Greenschists are metamorphic rocks that formed under the lowest temperatures and pressures usually produced by regional metamorphism, typically 300–450 °C (570–840 °F) and 2–10 kilobars (14,500–58,000 psi). Greenschists commonly have an abundance of green minerals such as chlorite, serpentine, and epidote, and platy minerals such as muscovite and platy serpentine. The platiness causes the tendency to split, or have schistosity. Other common minerals include quartz, orthoclase, talc, carbonate minerals and amphibole (actinolite).

[Mask labeling examples]
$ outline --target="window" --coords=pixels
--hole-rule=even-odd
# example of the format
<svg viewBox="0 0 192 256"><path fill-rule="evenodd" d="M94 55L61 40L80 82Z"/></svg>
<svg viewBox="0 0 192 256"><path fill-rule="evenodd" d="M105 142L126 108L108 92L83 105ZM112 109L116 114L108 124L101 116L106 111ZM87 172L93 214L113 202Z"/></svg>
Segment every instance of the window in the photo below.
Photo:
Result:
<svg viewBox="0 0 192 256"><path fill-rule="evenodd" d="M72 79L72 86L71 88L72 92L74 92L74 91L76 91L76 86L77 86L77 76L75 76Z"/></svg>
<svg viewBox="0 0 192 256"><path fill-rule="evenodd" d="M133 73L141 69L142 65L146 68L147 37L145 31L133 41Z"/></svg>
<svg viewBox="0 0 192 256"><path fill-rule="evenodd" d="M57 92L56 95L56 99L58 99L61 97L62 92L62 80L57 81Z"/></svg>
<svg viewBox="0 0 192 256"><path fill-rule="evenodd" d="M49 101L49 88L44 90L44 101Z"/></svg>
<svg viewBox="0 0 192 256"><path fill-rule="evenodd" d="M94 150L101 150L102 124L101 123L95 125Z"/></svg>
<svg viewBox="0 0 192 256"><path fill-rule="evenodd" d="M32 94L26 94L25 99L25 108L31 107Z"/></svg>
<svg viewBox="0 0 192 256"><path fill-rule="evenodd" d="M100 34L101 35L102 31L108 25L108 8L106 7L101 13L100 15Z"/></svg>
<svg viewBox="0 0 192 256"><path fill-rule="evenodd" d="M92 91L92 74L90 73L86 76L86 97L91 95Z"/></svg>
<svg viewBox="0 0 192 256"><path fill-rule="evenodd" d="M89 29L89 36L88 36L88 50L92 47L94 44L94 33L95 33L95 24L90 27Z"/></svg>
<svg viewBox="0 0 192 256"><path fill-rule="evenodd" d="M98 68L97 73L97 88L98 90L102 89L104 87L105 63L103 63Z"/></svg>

## [GOAL A]
Answer these questions about the greenschist passage:
(i) What pressure range is typical for forming greenschists?
(ii) What gives greenschists their tendency to split?
(iii) Which amphibole mineral does the passage name?
## [GOAL B]
Please continue the greenschist passage from its final sentence.

## [RIGHT ANSWER A]
(i) 2–10 kilobars (14,500–58,000 psi)
(ii) The platiness of platy minerals such as muscovite and platy serpentine
(iii) Actinolite

## [RIGHT ANSWER B]
Greenschist is a general field petrologic term for metamorphic or altered mafic volcanic rock. In Europe, the term prasinite is sometimes used. A greenstone is sometimes a greenschist but can also be rock types without any schistosity, especially metabasalt (spilite). The green is due to abundant green chlorite, actinolite and epidote minerals that dominate the rock. However, basalts may remain quite black if primary pyroxene does not revert to chlorite or actinolite. To qualify for the name a rock must also exhibit schistosity or some foliation or layering. The rock is derived from basalt, gabbro or similar rocks containing sodium-rich plagioclase feldspar, chlorite, epidote and quartz.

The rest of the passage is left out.